==== EXCERPT TO READ ====

"She was perhaps one of those who won't say anything, and everybody has in his mind more than one; reason for ending his life.... You can't see into the soul as you see into that room. They are all the same.... They only say the usual things; and nobody suspects anything.... They look like dolls that don't move, and such a lot of things are happening in their souls.... They don't know themselves what they are.... No doubt she lived as the others live.... No doubt she went on saying to the day of her death: 'It's going to rain to-day'; or, it may be: 'The fruit isn't ripe yet.' They talk with a smile of flowers that have withered, and in the dark they cry...."

====

Answer these questions from the passage above.
1. According to the passage, what can you not see into the way you see into that room?
2. What does the passage say they look like?
3. What does the passage say they do in the dark?

==== MATERIAL PROVIDED ====

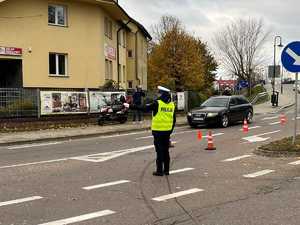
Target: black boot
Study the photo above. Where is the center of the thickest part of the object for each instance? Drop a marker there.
(159, 174)
(159, 170)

====

- [FULL RESPONSE]:
1. The soul.
2. Dolls that don't move.
3. They cry.